What you have to do
Should any entry hold a picture, omit that picture and copy the rest of the entry exactly.

*** Opening The data ***

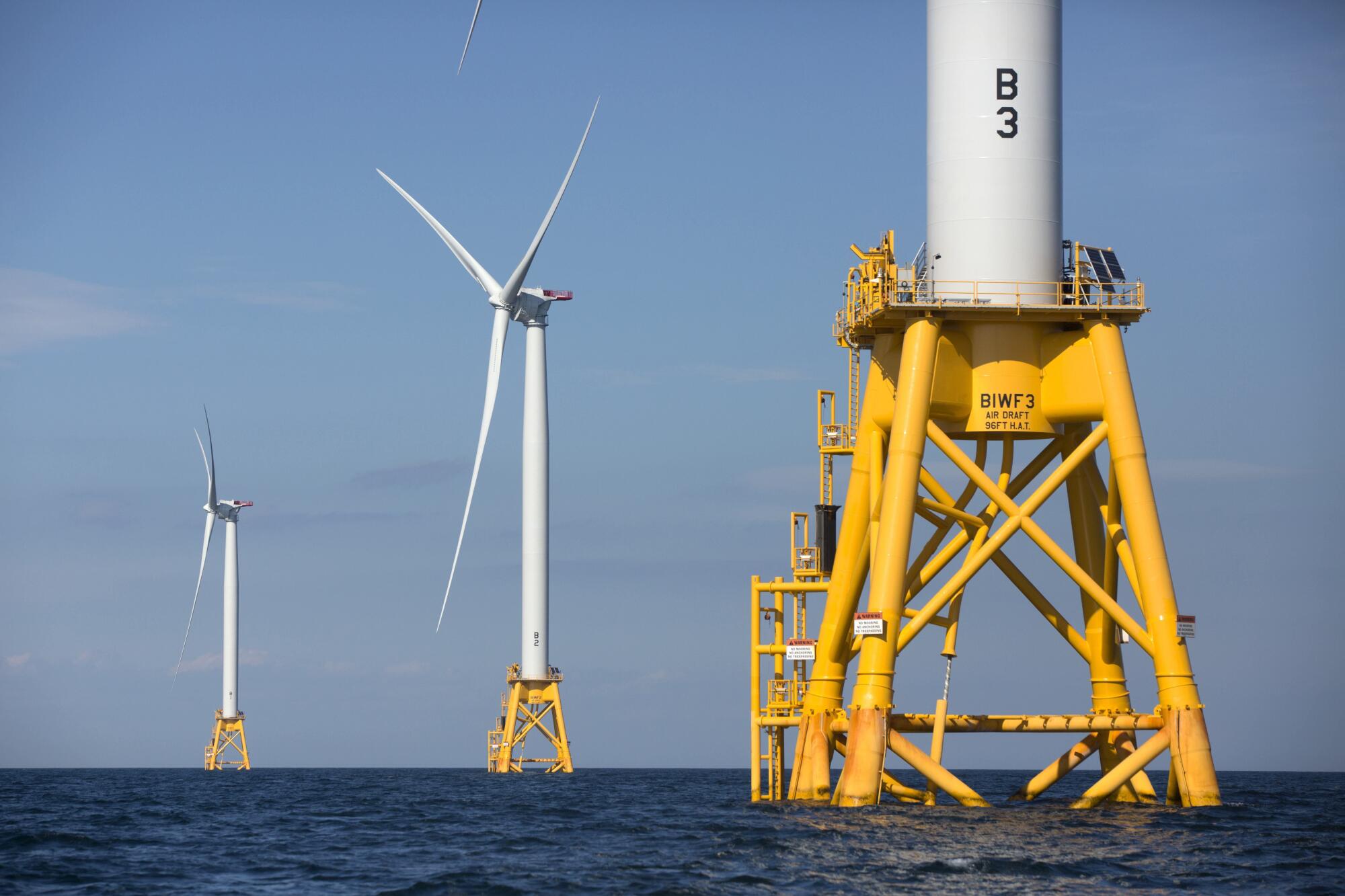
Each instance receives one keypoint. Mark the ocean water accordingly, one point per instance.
(422, 830)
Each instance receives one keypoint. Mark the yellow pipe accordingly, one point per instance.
(1108, 667)
(921, 576)
(812, 778)
(860, 778)
(890, 783)
(1178, 693)
(1125, 770)
(923, 723)
(1026, 724)
(1020, 517)
(1071, 759)
(778, 659)
(790, 587)
(961, 516)
(1109, 503)
(1043, 606)
(950, 638)
(941, 719)
(755, 642)
(937, 774)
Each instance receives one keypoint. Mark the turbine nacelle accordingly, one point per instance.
(228, 510)
(532, 304)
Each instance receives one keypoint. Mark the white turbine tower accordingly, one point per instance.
(229, 721)
(533, 684)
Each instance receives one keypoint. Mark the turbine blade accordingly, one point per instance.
(516, 280)
(470, 37)
(474, 267)
(500, 329)
(205, 549)
(210, 466)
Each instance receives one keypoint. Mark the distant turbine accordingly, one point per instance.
(470, 37)
(229, 725)
(529, 307)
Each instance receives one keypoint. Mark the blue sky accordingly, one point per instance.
(189, 213)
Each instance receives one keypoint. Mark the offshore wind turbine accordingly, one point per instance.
(533, 684)
(229, 721)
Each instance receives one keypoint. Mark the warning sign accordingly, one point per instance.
(868, 623)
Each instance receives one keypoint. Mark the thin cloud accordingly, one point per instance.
(782, 479)
(728, 373)
(408, 669)
(410, 475)
(305, 295)
(38, 310)
(215, 661)
(718, 373)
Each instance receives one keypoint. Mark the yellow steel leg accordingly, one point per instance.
(531, 701)
(1105, 661)
(816, 743)
(1124, 771)
(861, 776)
(1059, 768)
(228, 735)
(1192, 763)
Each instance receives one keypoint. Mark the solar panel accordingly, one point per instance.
(1101, 272)
(1117, 274)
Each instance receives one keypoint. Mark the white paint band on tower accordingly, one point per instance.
(995, 174)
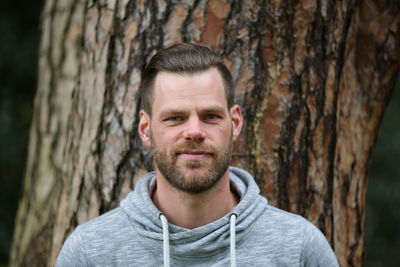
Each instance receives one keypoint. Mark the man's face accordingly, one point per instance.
(191, 129)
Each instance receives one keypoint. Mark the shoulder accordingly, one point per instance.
(311, 244)
(89, 240)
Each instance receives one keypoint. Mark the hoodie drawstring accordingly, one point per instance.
(232, 218)
(164, 223)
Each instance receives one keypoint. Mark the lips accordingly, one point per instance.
(194, 155)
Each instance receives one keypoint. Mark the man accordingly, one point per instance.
(194, 210)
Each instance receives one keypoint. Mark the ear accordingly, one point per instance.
(237, 121)
(144, 128)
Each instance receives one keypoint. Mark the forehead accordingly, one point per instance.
(173, 90)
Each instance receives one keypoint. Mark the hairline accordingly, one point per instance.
(185, 73)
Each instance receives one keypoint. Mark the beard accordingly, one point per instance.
(214, 166)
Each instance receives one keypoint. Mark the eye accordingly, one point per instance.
(212, 116)
(174, 118)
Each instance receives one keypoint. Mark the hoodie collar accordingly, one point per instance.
(209, 239)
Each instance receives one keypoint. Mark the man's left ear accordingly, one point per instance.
(237, 121)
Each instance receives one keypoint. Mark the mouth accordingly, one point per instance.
(194, 155)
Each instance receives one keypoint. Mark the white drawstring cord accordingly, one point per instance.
(233, 238)
(165, 239)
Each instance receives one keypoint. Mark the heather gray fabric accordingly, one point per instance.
(132, 235)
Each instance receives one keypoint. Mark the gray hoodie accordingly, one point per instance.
(252, 234)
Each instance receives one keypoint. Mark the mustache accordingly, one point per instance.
(190, 145)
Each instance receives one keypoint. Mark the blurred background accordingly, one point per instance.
(19, 39)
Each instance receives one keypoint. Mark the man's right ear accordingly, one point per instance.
(144, 128)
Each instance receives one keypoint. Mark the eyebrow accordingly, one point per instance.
(172, 111)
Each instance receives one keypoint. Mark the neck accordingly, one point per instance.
(190, 210)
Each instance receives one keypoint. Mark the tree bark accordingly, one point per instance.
(313, 79)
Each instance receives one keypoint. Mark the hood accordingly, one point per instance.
(205, 240)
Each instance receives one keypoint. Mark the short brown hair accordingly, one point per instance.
(184, 58)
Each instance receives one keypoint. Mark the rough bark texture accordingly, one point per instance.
(313, 78)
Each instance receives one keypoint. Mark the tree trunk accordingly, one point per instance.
(313, 79)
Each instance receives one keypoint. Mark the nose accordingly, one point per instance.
(194, 130)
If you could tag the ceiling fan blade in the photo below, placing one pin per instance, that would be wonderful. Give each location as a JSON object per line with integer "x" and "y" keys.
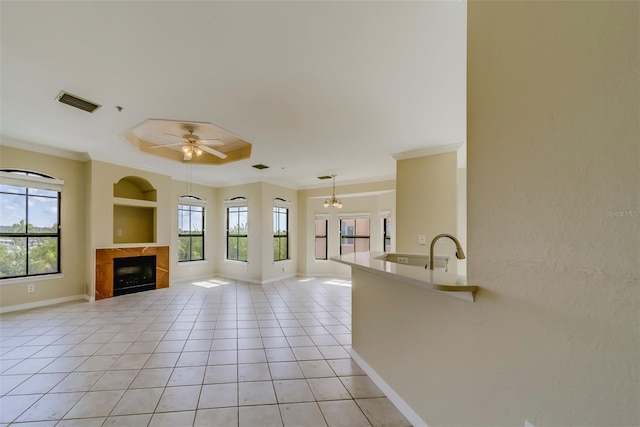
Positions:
{"x": 167, "y": 145}
{"x": 211, "y": 142}
{"x": 175, "y": 136}
{"x": 214, "y": 152}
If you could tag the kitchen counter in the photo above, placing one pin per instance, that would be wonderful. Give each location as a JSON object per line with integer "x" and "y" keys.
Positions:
{"x": 416, "y": 275}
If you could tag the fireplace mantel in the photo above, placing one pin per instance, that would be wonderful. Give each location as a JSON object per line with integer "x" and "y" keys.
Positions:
{"x": 104, "y": 266}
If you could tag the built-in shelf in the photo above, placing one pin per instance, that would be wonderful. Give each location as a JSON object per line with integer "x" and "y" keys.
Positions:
{"x": 134, "y": 211}
{"x": 134, "y": 202}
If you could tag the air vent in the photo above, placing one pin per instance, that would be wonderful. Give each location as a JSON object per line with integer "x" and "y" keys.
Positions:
{"x": 74, "y": 101}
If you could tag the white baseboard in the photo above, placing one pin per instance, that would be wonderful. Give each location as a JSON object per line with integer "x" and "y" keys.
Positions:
{"x": 394, "y": 397}
{"x": 43, "y": 303}
{"x": 256, "y": 282}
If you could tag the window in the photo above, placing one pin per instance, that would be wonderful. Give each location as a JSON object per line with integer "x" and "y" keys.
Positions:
{"x": 386, "y": 230}
{"x": 280, "y": 230}
{"x": 29, "y": 224}
{"x": 237, "y": 225}
{"x": 190, "y": 229}
{"x": 354, "y": 235}
{"x": 322, "y": 225}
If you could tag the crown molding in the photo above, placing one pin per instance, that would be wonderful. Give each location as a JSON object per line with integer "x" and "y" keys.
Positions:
{"x": 44, "y": 149}
{"x": 428, "y": 151}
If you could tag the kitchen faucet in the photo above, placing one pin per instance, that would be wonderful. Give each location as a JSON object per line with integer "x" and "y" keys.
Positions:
{"x": 459, "y": 251}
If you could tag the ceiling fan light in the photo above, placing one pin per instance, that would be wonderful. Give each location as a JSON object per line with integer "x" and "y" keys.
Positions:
{"x": 333, "y": 201}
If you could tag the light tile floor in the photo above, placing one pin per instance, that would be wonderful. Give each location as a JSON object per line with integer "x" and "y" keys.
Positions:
{"x": 210, "y": 353}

*** Closing The data ***

Task response
Each instance receives one keypoint. Mark the ocean water accordingly, one point per instance.
(422, 830)
Each instance receives one keypoint. Mark the yellow pipe accordingly, one point per instance.
(1108, 667)
(921, 576)
(812, 778)
(860, 778)
(890, 783)
(1178, 693)
(1125, 770)
(923, 723)
(1026, 724)
(1020, 517)
(1071, 759)
(778, 659)
(790, 587)
(961, 516)
(1109, 503)
(1043, 606)
(950, 638)
(941, 719)
(755, 642)
(937, 774)
Each instance receives one keypoint. Mark the turbine nacelle accordingly, one point per instance.
(228, 510)
(532, 304)
Each instance receives one keypoint. Mark the white turbine tower accordingly, one point per instance.
(229, 721)
(533, 684)
Each instance receives one keypoint. Mark the turbine blade accordingly, one point per instance.
(516, 280)
(470, 37)
(474, 267)
(500, 329)
(205, 549)
(210, 466)
Each instance receives one keypoint. Mark the distant turbine accordingly, one point per instance.
(470, 37)
(229, 725)
(529, 307)
Each instance receives one keypoint. Mark the blue sky accordingly, one point per instance.
(189, 213)
Each instance receives one keypoint. Mark the offshore wind turbine accordingly, one point per instance.
(533, 684)
(229, 721)
Each instance receives one keypoint. Mark the warning sign accordingly, one point per instance.
(868, 623)
Each instance receives one keypoint. Mark the thin cloud accordingly, one point per instance.
(782, 479)
(728, 373)
(408, 669)
(410, 475)
(305, 295)
(38, 310)
(215, 661)
(718, 373)
Each instance receives one keypoint. Mark the yellow steel leg accordingly, one point per instance.
(531, 701)
(1105, 661)
(816, 743)
(1124, 771)
(861, 776)
(1059, 768)
(228, 735)
(1192, 763)
Each instance receives one keypoint. Mark the solar panel accordingly, one point per instance.
(1101, 272)
(1117, 274)
Each instance receives one keypoint. Mark the white paint band on tower accordingly, one point per instance.
(995, 174)
Each instance receives one keypoint. Mark the man's face accordingly, one point per instance.
(191, 129)
Each instance receives one keypoint. Mark the shoulder accordingly, one point per instance.
(311, 244)
(89, 240)
Each instance receives one keypoint. Mark the hoodie drawstring accordingly, one point per instance.
(232, 218)
(164, 223)
Each instance receives one keypoint. Mark the lips accordingly, one point per instance.
(194, 155)
Each instance receives one keypoint. Mark the man accordingly, one point per instance.
(194, 210)
Each instance receives one keypoint. Mark the ear accordingly, one point per instance.
(237, 121)
(144, 128)
Each instance receives one keypoint. Mark the forehead accordingly, one point per instance.
(173, 90)
Each instance receives one keypoint. Mark the hairline accordingly, one point per instance.
(185, 73)
Each instance receives one keypoint. Mark the beard accordingly, one point per instance.
(214, 166)
Each instance receives one keypoint. Mark the eye accordingly, one point per instance.
(212, 116)
(174, 118)
Each instance receives one keypoint. Mark the hoodie collar accordingly, one point per instance.
(209, 239)
Each instance receives one keypoint. Mark the man's left ear accordingly, one point per instance.
(237, 121)
Each instance receives one keypoint. Mark the mouth accordingly, one point per instance.
(194, 155)
Each instance receives one keypoint. Mark the white drawstring cord accordingly, one point per instance.
(233, 238)
(165, 239)
Each instance receives one keypoint. Mark the heather gray fabric accordingly, one point per instance.
(132, 235)
Each instance receives one keypoint. Mark the gray hoodie accordingly, one point per instance.
(252, 234)
Each instance receives one keypoint. Mark the mustache accordingly, one point per instance.
(190, 145)
Each instance receives one keypoint. Mark the blurred background accordingly, one point per instance.
(19, 39)
Each instance receives one keypoint. Mark the man's right ear accordingly, one point per instance.
(144, 128)
Each instance receives one keypoint. Mark the eyebrow accordingly, one point per instance.
(172, 111)
Each instance receives one keypoint. Mark the neck accordingly, one point per instance.
(190, 210)
Each instance receives one keypoint. Mark the tree bark accordingly, one point per instance.
(313, 79)
Each instance receives one keypoint. Mark the hood accordingly, one point per instance.
(205, 240)
Each instance receives one keypoint. Mark the short brown hair accordingly, one point per instance.
(184, 58)
Each instance receives one keypoint. Mark the rough bark texture accordingly, one point per instance.
(313, 78)
Each instance receives one keypoint. Mark the tree trunk accordingly, one point per instance.
(313, 79)
Each instance receives one keypoint. Mark the nose accordingly, one point per instance.
(194, 130)
If you could tag the ceiling fan blade in the photo below, placing one pin per instance, that would be wonderful. Give each location as a JSON object per line with integer "x" and "y" keys.
Positions:
{"x": 167, "y": 145}
{"x": 211, "y": 142}
{"x": 175, "y": 136}
{"x": 214, "y": 152}
If you could tag the kitchen counter in the photo above, placing one pin per instance, that would be wonderful. Give each location as a JSON object per line with integer "x" and "y" keys.
Positions:
{"x": 416, "y": 275}
If you could tag the fireplace mantel in the photo above, placing one pin per instance, that would be wonderful. Give each location as a JSON object per line with integer "x" and "y" keys.
Positions:
{"x": 104, "y": 266}
If you could tag the built-in shelf in the photo above, placing one pin per instance, that would be wonderful. Give each location as a JSON object per line with integer "x" and "y" keys.
Positions:
{"x": 134, "y": 211}
{"x": 134, "y": 202}
If you could tag the air vent in the photo above, placing one pin per instance, that would be wonderful. Give each location as a JSON object per line with integer "x" and "y" keys.
Positions:
{"x": 74, "y": 101}
If you could tag the white baseboard in the photo above, placing one pin per instance, that would be wonderful. Give each location as a JSON object per line with integer "x" and "y" keys.
Positions:
{"x": 394, "y": 397}
{"x": 43, "y": 303}
{"x": 256, "y": 282}
If you could tag the window in the photo above, placing one pin per instance, that would be wonderful. Give each location as a JSON object per line with integer "x" and "y" keys.
Positions:
{"x": 386, "y": 230}
{"x": 280, "y": 230}
{"x": 29, "y": 224}
{"x": 237, "y": 225}
{"x": 190, "y": 229}
{"x": 354, "y": 235}
{"x": 322, "y": 225}
If you could tag the crown molding in the photo above, placing one pin per instance, that would be wonderful. Give each location as a JSON object per line with integer "x" and "y" keys.
Positions:
{"x": 44, "y": 149}
{"x": 428, "y": 151}
If you could tag the kitchen faucet in the photo above, placing one pin per instance, that would be wonderful. Give each location as a JSON object per line with integer "x" and "y" keys.
Positions:
{"x": 459, "y": 251}
If you could tag the ceiling fan light in the photo above, placing one pin per instance, that would be wonderful. Give each location as a JSON object per line with integer "x" and "y" keys.
Positions:
{"x": 333, "y": 201}
If you could tag the light tile floor in the photo above, placing one pin per instance, that would be wonderful. Give each location as a JSON object per line with integer "x" and "y" keys.
Positions:
{"x": 210, "y": 353}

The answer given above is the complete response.